| What to work on |
Write out the full listing exactly.

| Exercise data |
>>>>

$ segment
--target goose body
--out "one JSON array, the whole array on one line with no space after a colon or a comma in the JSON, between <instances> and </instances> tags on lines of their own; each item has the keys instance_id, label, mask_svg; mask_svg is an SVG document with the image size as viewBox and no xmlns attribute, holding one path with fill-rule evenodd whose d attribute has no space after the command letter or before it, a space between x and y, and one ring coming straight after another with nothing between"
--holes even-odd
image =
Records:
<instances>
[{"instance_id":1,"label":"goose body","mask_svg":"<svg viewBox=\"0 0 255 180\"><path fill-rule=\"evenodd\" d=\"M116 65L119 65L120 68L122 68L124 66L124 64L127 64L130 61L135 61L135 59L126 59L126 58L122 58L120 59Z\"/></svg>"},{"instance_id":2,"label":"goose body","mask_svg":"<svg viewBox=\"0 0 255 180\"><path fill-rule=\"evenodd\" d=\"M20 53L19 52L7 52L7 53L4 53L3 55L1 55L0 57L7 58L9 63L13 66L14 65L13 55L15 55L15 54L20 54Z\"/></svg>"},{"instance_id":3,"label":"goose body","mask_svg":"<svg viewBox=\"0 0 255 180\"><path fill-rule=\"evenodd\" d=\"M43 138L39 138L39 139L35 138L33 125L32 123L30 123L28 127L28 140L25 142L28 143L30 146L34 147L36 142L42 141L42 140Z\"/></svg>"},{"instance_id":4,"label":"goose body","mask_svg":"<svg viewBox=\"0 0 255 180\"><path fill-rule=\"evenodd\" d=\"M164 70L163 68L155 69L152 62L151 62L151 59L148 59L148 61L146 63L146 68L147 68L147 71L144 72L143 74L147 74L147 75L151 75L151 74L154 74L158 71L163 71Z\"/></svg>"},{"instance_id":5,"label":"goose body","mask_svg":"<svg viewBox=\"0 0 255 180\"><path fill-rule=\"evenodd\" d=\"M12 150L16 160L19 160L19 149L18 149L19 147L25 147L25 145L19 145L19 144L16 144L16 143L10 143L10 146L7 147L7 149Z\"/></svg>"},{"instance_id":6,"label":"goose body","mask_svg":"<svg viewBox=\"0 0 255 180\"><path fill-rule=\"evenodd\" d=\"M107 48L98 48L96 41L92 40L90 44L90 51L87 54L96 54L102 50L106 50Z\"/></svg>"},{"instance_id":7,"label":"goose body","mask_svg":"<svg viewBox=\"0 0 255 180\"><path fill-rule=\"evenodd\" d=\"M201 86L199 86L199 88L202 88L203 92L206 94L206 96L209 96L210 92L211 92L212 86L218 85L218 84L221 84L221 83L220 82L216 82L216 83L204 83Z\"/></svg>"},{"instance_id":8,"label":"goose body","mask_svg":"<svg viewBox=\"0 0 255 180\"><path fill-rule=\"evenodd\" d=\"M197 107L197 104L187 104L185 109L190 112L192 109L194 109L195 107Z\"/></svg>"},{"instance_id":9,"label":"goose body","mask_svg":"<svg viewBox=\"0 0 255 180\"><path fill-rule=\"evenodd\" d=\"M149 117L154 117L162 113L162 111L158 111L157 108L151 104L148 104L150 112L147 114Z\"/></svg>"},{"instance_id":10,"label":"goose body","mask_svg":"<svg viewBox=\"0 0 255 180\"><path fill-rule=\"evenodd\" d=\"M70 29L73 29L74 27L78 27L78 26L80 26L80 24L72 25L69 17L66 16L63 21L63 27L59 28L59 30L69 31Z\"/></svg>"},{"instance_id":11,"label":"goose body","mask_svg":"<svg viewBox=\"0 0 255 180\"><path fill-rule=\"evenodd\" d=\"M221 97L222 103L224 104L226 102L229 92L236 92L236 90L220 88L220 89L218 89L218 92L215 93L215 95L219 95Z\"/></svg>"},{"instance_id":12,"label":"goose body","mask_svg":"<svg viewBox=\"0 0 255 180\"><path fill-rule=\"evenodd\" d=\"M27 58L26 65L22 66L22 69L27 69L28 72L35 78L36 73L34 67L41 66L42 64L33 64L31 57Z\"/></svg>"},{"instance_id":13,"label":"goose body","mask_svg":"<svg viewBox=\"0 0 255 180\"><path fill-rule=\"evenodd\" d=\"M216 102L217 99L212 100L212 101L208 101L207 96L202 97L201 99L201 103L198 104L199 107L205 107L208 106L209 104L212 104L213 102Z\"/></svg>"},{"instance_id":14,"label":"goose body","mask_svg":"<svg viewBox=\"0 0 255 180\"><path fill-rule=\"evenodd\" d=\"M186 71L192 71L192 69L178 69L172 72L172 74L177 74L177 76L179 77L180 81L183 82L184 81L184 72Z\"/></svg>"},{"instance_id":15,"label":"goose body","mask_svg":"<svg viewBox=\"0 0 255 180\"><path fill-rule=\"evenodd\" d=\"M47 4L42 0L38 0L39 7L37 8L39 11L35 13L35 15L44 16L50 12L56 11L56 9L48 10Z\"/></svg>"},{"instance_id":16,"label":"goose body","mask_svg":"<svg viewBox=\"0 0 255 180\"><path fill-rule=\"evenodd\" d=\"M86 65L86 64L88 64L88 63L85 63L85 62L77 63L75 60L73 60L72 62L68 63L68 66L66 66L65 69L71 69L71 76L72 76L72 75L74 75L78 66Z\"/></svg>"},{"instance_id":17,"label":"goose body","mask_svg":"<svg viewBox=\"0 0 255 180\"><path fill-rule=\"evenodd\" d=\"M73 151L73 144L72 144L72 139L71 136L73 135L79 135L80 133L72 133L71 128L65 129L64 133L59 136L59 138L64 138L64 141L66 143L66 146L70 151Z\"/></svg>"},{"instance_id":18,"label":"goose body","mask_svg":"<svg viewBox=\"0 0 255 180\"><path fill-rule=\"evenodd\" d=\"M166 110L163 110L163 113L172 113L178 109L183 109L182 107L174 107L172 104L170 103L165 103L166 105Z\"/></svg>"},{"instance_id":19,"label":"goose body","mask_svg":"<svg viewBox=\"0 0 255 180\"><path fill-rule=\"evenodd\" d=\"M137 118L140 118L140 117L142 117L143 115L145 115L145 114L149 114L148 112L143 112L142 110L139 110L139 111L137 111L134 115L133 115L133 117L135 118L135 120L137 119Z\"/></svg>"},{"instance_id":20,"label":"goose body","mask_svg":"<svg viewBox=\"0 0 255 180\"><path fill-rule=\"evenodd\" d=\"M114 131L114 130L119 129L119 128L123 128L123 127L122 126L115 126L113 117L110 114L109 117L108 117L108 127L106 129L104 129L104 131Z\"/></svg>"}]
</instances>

<<<<

| Output for this exercise |
$ segment
--target goose body
--out "one JSON array, the whole array on one line with no space after a colon or a comma in the JSON, between <instances> and </instances> tags on lines of their own; each item has the keys instance_id, label, mask_svg; mask_svg is an SVG document with the image size as viewBox and no xmlns attribute, holding one path with fill-rule evenodd whose d attribute has no space after the command letter or before it, a space between x and y, and one ring coming straight after another with nothing between"
--holes even-odd
image =
Records:
<instances>
[{"instance_id":1,"label":"goose body","mask_svg":"<svg viewBox=\"0 0 255 180\"><path fill-rule=\"evenodd\" d=\"M116 65L119 65L120 68L122 68L124 66L124 64L127 64L130 61L135 61L135 59L126 59L126 58L122 58L120 59Z\"/></svg>"},{"instance_id":2,"label":"goose body","mask_svg":"<svg viewBox=\"0 0 255 180\"><path fill-rule=\"evenodd\" d=\"M20 53L19 52L7 52L7 53L4 53L3 55L1 55L0 57L7 58L9 63L13 66L14 65L13 55L15 55L15 54L20 54Z\"/></svg>"},{"instance_id":3,"label":"goose body","mask_svg":"<svg viewBox=\"0 0 255 180\"><path fill-rule=\"evenodd\" d=\"M43 138L39 138L39 139L35 138L33 125L32 123L30 123L28 127L28 140L25 142L28 143L30 146L34 147L36 142L42 141L42 140Z\"/></svg>"},{"instance_id":4,"label":"goose body","mask_svg":"<svg viewBox=\"0 0 255 180\"><path fill-rule=\"evenodd\" d=\"M164 70L163 68L155 69L152 62L151 62L151 59L148 59L148 61L146 63L146 68L147 68L147 71L144 72L143 74L147 74L147 75L151 75L151 74L154 74L158 71L163 71Z\"/></svg>"},{"instance_id":5,"label":"goose body","mask_svg":"<svg viewBox=\"0 0 255 180\"><path fill-rule=\"evenodd\" d=\"M12 150L16 160L19 160L19 149L18 149L19 147L25 147L25 145L19 145L19 144L16 144L16 143L10 143L10 146L7 147L7 149Z\"/></svg>"},{"instance_id":6,"label":"goose body","mask_svg":"<svg viewBox=\"0 0 255 180\"><path fill-rule=\"evenodd\" d=\"M107 48L98 48L96 41L92 40L90 44L90 51L87 54L96 54L102 50L106 50Z\"/></svg>"},{"instance_id":7,"label":"goose body","mask_svg":"<svg viewBox=\"0 0 255 180\"><path fill-rule=\"evenodd\" d=\"M201 86L199 86L199 88L202 88L203 92L206 94L206 96L209 96L210 92L211 92L212 86L218 85L218 84L221 84L221 83L220 82L216 82L216 83L204 83Z\"/></svg>"},{"instance_id":8,"label":"goose body","mask_svg":"<svg viewBox=\"0 0 255 180\"><path fill-rule=\"evenodd\" d=\"M197 107L197 104L187 104L185 109L190 112L192 109L194 109L195 107Z\"/></svg>"},{"instance_id":9,"label":"goose body","mask_svg":"<svg viewBox=\"0 0 255 180\"><path fill-rule=\"evenodd\" d=\"M149 117L154 117L162 113L162 111L158 111L157 108L151 104L148 104L150 112L147 114Z\"/></svg>"},{"instance_id":10,"label":"goose body","mask_svg":"<svg viewBox=\"0 0 255 180\"><path fill-rule=\"evenodd\" d=\"M70 29L73 29L74 27L78 27L78 26L80 26L80 24L72 25L69 17L66 16L63 21L63 27L59 28L59 30L69 31Z\"/></svg>"},{"instance_id":11,"label":"goose body","mask_svg":"<svg viewBox=\"0 0 255 180\"><path fill-rule=\"evenodd\" d=\"M221 97L222 103L224 104L226 102L229 92L236 92L236 90L220 88L220 89L218 89L218 92L215 93L215 95L219 95Z\"/></svg>"},{"instance_id":12,"label":"goose body","mask_svg":"<svg viewBox=\"0 0 255 180\"><path fill-rule=\"evenodd\" d=\"M27 58L26 65L22 66L22 69L27 69L28 72L35 78L36 73L34 67L41 66L42 64L33 64L31 57Z\"/></svg>"},{"instance_id":13,"label":"goose body","mask_svg":"<svg viewBox=\"0 0 255 180\"><path fill-rule=\"evenodd\" d=\"M216 102L217 99L212 100L212 101L208 101L207 96L202 97L201 99L201 103L198 104L199 107L205 107L208 106L209 104L212 104L213 102Z\"/></svg>"},{"instance_id":14,"label":"goose body","mask_svg":"<svg viewBox=\"0 0 255 180\"><path fill-rule=\"evenodd\" d=\"M186 71L192 71L192 69L178 69L172 72L172 74L177 74L177 76L179 77L180 81L183 82L184 81L184 72Z\"/></svg>"},{"instance_id":15,"label":"goose body","mask_svg":"<svg viewBox=\"0 0 255 180\"><path fill-rule=\"evenodd\" d=\"M47 4L42 0L38 0L39 7L37 8L39 11L35 13L35 15L44 16L50 12L56 11L56 9L48 10Z\"/></svg>"},{"instance_id":16,"label":"goose body","mask_svg":"<svg viewBox=\"0 0 255 180\"><path fill-rule=\"evenodd\" d=\"M86 65L86 64L88 64L88 63L85 63L85 62L77 63L75 60L73 60L72 62L68 63L68 66L66 66L65 69L71 69L71 76L72 76L72 75L74 75L78 66Z\"/></svg>"},{"instance_id":17,"label":"goose body","mask_svg":"<svg viewBox=\"0 0 255 180\"><path fill-rule=\"evenodd\" d=\"M73 151L73 144L72 144L72 139L71 136L73 135L79 135L80 133L72 133L71 128L65 129L64 133L59 136L59 138L64 138L64 141L66 143L66 146L70 151Z\"/></svg>"},{"instance_id":18,"label":"goose body","mask_svg":"<svg viewBox=\"0 0 255 180\"><path fill-rule=\"evenodd\" d=\"M166 110L163 110L163 113L172 113L178 109L183 109L182 107L174 107L172 104L170 103L165 103L166 105Z\"/></svg>"},{"instance_id":19,"label":"goose body","mask_svg":"<svg viewBox=\"0 0 255 180\"><path fill-rule=\"evenodd\" d=\"M137 118L140 118L140 117L142 117L143 115L145 115L145 114L149 114L148 112L143 112L142 110L139 110L139 111L137 111L134 115L133 115L133 117L135 118L135 120L137 119Z\"/></svg>"},{"instance_id":20,"label":"goose body","mask_svg":"<svg viewBox=\"0 0 255 180\"><path fill-rule=\"evenodd\" d=\"M114 131L114 130L119 129L119 128L123 128L123 127L122 126L115 126L113 117L110 114L109 117L108 117L108 127L106 129L104 129L104 131Z\"/></svg>"}]
</instances>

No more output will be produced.